##### Estratto del documento #####

Il fatto che sei vivo adesso e stai leggendo questo libro significa che sei incredibilmente forte, coraggioso e intelligente. Sei riuscito a proteggere te stesso. Hai già provato che sei capace di badare a te stesso; tutto ciò che serve ora è un po’ d’aiuto per facilitarti.

E tutti i problemi che stai affrontando ora? Non sono altro che gli effetti collaterali dei sentimenti non risolti, e il frutto di scelte fatte in momenti dolorosi, scelte che forse non ti sono più di aiuto. Questi problemi sono molto meno dolorosi e dannosi di quello a cui sei già riuscito a sopravvivere.

Non sto cercando di minimizzare il dolore che provi ancora. Dato che ho attraversato lo stesso dolore e confusione per 40 anni della mia stessa vita, e a causa del mio lavoro con altri sopravvissuti di abusi sessuali, non darò sconti sulla confusione, dolore, paura, rabbia, depressione, vergogna e comportamenti disfunzionali causati dagli abusi. Ti chiedo solo di prendere un minuto e confrontare ciò che avete già passato con ciò che stai attraversando ora. Penso che scoprirai che il peggio sia passato.

Mentre leggi questo libro, potresti trovare che quello che dico sia troppo ottimistico. Io certamente non ero ottimista quando ho iniziato a recuperare i ricordi degli abusi subiti. Ero un pessimista patologico ed ero depressa. Come alcuni di voi, ero talmente sofferente che non credevo di poter mai essere felice. Non sapevo cosa fosse la felicità. Ma dopo più di due anni di terapia e tecniche di auto aiuto, la mia vita è cambiata drammaticamente. Sentivo una grande pace dentro e ho iniziato a provare gioia.

Non penso di essere speciale, perché conosco altri sopravvissuti che hanno sperimentato delle simili trasformazioni. E non penso che tu sia così speciale da non poter cambiare la tua vita in modo positivo. Il mio scopo nello scrivere questo libro è di farti sapere i fatti riguardanti il tuo problema e di rassicurarti che, anche se la tua vita sembra una catastrofe in questo momento, tu starai meglio e troverai la felicità. Ci sono molti modi per farlo.

#####

■ **Obiettivo del compito**
Riscrivi il brano sulla guarigione dagli abusi tra "Il fatto che" e "d’aiuto per facilitarti.", estremi inclusi. Sostituisci "coraggioso" con "audace".

##### Dati forniti #####

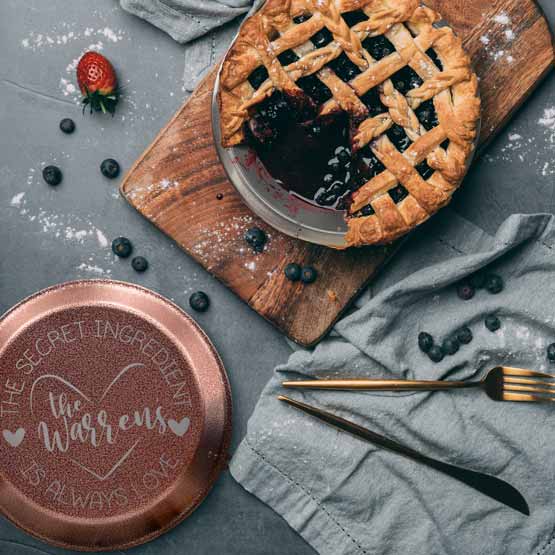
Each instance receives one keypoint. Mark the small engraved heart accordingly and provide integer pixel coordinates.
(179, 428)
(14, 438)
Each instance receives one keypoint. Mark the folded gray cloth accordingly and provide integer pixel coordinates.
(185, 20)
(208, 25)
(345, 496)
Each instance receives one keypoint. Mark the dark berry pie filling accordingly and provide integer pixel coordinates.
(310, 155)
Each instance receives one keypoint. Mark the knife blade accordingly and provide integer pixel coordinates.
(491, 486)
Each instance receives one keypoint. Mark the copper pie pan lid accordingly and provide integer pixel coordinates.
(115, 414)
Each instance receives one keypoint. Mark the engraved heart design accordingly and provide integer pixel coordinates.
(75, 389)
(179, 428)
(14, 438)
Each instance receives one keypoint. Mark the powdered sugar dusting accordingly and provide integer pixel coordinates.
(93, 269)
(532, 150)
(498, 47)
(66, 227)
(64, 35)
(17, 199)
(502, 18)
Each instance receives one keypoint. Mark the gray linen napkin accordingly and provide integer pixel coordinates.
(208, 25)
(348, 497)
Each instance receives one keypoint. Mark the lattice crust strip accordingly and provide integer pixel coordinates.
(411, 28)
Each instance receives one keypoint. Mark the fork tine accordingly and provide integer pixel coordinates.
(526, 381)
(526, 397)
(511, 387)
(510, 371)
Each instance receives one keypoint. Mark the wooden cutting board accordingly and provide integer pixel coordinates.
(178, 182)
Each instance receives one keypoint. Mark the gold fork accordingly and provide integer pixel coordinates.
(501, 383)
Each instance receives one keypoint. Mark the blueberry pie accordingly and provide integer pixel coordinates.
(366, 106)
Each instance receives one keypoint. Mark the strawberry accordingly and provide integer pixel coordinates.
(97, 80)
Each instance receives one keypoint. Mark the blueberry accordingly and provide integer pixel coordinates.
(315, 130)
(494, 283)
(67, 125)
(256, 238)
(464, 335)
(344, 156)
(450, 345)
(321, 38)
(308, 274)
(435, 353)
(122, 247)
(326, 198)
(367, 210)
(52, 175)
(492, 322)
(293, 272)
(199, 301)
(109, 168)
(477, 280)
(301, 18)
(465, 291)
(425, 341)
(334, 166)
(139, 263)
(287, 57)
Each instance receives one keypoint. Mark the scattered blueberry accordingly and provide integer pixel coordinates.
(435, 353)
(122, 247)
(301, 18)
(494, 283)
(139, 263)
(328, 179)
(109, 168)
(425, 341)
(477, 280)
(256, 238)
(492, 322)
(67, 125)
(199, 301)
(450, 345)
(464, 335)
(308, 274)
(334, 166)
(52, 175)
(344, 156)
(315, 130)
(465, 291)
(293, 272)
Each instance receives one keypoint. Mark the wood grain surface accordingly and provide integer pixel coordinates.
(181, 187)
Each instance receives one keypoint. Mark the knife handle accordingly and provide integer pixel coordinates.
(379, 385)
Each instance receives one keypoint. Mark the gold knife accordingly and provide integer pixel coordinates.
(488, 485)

#####
##### Dati forniti #####

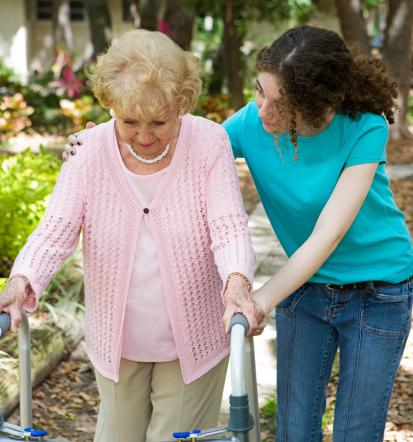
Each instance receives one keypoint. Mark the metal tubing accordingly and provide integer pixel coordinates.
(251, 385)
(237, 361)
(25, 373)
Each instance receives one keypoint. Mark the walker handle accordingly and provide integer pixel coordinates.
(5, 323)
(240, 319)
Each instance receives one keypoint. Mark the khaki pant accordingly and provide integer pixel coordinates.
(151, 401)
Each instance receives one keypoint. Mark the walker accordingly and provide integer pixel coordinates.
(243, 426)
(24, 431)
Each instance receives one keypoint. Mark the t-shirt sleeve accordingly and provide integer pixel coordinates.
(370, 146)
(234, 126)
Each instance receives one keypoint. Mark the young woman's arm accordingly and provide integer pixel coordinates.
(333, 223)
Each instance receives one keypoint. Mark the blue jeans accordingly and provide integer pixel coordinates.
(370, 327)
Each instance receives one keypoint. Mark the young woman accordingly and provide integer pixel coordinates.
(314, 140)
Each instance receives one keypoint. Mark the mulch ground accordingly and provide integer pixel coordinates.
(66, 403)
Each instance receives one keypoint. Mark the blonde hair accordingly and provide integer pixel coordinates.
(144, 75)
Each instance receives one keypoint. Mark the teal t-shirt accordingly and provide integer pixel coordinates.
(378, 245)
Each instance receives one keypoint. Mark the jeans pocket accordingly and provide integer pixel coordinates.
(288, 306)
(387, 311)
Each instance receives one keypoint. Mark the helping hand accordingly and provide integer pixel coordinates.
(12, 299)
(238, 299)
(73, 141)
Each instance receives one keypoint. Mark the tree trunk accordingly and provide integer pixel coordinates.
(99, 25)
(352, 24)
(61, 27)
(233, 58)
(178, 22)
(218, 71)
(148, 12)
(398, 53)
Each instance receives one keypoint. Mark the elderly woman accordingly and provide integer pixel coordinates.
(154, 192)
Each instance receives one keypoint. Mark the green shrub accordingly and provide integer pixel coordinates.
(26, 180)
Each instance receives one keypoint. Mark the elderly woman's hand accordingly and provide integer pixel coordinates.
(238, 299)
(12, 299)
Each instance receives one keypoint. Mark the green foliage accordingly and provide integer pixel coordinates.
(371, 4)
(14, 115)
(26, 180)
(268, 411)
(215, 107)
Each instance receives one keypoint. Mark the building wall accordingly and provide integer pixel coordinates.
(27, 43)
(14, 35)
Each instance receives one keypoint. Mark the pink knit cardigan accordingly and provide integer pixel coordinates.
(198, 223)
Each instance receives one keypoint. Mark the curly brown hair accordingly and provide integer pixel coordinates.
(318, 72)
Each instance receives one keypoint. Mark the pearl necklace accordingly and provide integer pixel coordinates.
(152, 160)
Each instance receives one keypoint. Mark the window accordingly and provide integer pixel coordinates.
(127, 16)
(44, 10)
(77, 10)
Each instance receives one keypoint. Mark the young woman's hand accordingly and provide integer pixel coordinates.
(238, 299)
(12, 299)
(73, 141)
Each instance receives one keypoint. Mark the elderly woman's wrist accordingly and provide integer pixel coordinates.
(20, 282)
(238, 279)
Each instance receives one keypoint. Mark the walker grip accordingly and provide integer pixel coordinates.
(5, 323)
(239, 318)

#####

■ **Soluzione**
Il fatto che sei vivo adesso e stai leggendo questo libro significa che sei incredibilmente forte, audace e intelligente. Sei riuscito a proteggere te stesso. Hai già provato che sei capace di badare a te stesso; tutto ciò che serve ora è un po’ d’aiuto per facilitarti.